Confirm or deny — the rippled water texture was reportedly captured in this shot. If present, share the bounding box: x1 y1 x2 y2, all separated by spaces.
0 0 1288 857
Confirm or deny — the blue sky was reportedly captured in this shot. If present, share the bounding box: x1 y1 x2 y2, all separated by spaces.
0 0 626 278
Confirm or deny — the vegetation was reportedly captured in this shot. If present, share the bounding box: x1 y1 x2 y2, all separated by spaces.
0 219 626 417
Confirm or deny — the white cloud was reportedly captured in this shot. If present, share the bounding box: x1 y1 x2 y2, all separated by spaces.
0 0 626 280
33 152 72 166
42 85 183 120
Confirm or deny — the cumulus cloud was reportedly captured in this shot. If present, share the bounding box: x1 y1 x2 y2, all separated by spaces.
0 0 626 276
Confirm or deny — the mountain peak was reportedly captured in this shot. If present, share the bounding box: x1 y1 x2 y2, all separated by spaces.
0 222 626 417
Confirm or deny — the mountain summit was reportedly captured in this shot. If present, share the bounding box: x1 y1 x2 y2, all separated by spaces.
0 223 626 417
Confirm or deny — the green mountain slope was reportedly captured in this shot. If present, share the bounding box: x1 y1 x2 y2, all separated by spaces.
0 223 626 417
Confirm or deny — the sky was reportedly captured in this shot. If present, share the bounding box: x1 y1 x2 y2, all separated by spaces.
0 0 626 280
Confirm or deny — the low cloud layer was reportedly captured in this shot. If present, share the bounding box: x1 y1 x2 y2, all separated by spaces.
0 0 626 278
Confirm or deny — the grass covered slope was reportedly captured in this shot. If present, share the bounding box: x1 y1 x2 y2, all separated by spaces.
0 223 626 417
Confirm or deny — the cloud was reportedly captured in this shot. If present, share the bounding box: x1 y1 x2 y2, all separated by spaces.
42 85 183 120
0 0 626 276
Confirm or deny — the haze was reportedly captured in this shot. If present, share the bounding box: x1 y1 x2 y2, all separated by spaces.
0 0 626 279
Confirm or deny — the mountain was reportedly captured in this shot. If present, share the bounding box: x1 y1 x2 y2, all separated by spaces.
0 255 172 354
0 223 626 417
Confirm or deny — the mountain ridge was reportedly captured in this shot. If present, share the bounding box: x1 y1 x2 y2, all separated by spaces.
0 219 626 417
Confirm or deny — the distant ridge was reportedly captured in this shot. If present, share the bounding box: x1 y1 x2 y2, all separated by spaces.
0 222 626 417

::::::

Tarik keluar setiap baris dari item di atas yang memuat kata "cloud", lalu salin tiap baris itu secara utuh.

JAWABAN LENGKAP:
Confirm or deny — the white cloud was reportedly captured in this shot. If present, share the bounding box: x1 y1 x2 y2, all separated by spaces.
Confirm or deny — the cumulus cloud was reportedly captured in this shot. If present, share the bounding box: x1 y1 x2 y2, all separated by spaces.
Confirm or deny — the low cloud layer was reportedly captured in this shot. If present, share the bounding box: x1 y1 x2 y2, all separated by spaces.
Confirm or deny — the cloud was reportedly captured in this shot. If present, share the bounding box: x1 y1 x2 y2, all separated by spaces.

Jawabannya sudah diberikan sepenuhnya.